Your goal -
Repeat only part of the entries. Start at the line that has "of the curb" and keep going through the last line, exactly as given.
========================================
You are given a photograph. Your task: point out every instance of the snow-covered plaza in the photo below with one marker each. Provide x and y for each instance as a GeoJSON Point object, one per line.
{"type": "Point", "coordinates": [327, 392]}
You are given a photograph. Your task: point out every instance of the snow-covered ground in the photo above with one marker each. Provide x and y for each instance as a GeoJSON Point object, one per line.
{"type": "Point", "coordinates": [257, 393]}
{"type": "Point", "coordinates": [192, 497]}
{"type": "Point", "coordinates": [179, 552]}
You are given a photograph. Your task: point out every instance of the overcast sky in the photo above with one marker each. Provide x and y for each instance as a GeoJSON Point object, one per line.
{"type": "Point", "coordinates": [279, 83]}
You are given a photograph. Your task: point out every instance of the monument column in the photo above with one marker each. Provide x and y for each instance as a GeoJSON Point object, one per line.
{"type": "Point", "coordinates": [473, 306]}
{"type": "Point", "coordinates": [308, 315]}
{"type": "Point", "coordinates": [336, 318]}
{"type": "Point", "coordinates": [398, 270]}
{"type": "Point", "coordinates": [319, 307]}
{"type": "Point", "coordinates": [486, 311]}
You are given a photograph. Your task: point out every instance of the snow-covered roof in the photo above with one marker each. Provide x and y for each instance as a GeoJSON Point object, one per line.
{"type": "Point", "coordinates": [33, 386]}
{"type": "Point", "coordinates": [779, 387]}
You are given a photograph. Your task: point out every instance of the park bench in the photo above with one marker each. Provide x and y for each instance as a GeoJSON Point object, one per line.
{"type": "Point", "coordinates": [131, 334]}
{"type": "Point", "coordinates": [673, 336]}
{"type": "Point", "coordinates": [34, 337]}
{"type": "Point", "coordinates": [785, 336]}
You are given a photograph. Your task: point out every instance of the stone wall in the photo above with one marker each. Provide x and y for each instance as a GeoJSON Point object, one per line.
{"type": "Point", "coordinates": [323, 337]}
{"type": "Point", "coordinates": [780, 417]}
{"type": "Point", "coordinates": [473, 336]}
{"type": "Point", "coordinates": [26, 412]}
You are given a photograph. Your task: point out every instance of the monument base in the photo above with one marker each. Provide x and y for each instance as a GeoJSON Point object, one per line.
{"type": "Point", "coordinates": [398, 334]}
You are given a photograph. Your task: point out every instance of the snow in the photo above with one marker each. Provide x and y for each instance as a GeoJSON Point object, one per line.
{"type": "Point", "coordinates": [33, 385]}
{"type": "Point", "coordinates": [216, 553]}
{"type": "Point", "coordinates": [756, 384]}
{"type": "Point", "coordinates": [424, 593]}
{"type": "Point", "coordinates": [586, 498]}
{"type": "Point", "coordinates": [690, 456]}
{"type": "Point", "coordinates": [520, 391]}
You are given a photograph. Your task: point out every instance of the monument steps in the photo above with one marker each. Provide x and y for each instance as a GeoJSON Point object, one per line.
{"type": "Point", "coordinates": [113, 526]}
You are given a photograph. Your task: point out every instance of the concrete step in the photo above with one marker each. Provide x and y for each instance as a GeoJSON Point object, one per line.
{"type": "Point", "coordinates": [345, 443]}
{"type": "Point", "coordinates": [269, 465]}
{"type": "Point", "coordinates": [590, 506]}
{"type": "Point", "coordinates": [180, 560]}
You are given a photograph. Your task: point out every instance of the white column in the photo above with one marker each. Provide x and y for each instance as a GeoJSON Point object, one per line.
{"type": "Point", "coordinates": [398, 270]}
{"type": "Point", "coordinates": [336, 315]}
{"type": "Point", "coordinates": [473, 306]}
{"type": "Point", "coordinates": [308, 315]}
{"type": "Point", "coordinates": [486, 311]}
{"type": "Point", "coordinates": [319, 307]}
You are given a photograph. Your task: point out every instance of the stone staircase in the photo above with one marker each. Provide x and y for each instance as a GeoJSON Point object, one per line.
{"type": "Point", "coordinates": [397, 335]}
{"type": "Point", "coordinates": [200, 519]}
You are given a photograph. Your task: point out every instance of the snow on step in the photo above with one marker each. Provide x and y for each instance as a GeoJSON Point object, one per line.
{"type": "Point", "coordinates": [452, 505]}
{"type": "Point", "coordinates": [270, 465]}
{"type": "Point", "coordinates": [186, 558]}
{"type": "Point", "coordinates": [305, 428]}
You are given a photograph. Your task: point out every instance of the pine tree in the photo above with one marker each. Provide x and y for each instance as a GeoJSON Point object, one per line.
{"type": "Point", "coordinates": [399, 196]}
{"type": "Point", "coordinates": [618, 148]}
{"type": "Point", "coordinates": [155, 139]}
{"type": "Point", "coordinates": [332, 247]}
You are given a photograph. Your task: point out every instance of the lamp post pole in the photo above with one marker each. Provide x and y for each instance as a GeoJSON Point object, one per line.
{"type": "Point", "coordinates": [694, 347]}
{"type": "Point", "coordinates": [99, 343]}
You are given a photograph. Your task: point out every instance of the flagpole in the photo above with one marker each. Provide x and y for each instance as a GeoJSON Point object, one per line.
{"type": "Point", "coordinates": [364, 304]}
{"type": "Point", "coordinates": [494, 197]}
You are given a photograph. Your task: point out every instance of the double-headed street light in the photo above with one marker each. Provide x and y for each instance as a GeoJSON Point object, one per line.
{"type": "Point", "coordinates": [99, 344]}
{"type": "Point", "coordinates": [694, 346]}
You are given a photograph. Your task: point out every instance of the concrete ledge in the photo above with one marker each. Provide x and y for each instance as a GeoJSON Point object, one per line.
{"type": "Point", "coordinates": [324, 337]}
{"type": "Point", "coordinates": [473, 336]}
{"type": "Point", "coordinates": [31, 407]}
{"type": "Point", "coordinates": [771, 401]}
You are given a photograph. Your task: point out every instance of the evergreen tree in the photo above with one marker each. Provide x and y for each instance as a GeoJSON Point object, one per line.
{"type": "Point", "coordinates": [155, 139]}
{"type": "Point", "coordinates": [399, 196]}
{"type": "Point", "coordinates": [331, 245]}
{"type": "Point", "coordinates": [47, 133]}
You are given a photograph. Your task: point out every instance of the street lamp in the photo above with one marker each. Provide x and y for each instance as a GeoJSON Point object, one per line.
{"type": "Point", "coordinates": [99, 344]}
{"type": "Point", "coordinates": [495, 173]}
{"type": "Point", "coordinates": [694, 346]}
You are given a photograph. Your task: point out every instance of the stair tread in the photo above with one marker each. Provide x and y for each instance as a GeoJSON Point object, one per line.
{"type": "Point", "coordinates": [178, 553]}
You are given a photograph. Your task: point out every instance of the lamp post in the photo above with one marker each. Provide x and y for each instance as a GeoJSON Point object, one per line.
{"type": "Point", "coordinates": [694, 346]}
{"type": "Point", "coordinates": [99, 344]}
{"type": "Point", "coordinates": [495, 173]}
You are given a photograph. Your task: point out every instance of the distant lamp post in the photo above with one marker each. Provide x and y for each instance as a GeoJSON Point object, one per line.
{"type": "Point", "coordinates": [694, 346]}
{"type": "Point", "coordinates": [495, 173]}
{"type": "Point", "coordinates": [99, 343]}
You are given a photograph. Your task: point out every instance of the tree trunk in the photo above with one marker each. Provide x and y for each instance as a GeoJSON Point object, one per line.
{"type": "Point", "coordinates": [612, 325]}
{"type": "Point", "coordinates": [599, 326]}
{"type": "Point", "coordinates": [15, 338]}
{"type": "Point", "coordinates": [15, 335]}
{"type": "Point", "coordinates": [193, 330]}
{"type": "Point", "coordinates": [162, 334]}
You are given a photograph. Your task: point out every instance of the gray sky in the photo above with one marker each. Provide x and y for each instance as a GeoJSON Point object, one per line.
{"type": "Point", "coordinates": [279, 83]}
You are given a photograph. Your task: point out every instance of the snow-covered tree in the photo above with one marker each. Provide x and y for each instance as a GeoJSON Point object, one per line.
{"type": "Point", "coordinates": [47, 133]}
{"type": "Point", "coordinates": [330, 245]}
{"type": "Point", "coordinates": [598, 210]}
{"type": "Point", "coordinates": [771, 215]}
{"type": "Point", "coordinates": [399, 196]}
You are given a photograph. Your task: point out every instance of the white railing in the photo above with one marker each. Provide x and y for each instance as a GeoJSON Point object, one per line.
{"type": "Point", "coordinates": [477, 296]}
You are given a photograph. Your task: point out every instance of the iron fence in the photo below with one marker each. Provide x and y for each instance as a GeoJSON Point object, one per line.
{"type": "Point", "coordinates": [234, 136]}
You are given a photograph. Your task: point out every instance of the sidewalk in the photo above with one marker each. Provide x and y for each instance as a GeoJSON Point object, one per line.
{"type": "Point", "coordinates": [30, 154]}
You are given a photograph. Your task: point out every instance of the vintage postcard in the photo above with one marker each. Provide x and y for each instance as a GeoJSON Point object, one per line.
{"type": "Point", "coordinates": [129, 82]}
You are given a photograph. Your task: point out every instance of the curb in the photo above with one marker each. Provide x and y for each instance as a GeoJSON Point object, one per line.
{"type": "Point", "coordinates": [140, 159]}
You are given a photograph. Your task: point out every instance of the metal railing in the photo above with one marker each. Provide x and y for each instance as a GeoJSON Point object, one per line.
========================================
Response for this exercise -
You are given a photograph. Your task: point out every instance of the curb in the photo above with one marker each. Provide x and y for each instance as a GeoJSON Point object, one per line.
{"type": "Point", "coordinates": [140, 159]}
You are given a photograph. Your task: point out every instance of the metal railing in the photo above with one marker each. Provide x and y for each instance as a GeoJSON Point object, one per line.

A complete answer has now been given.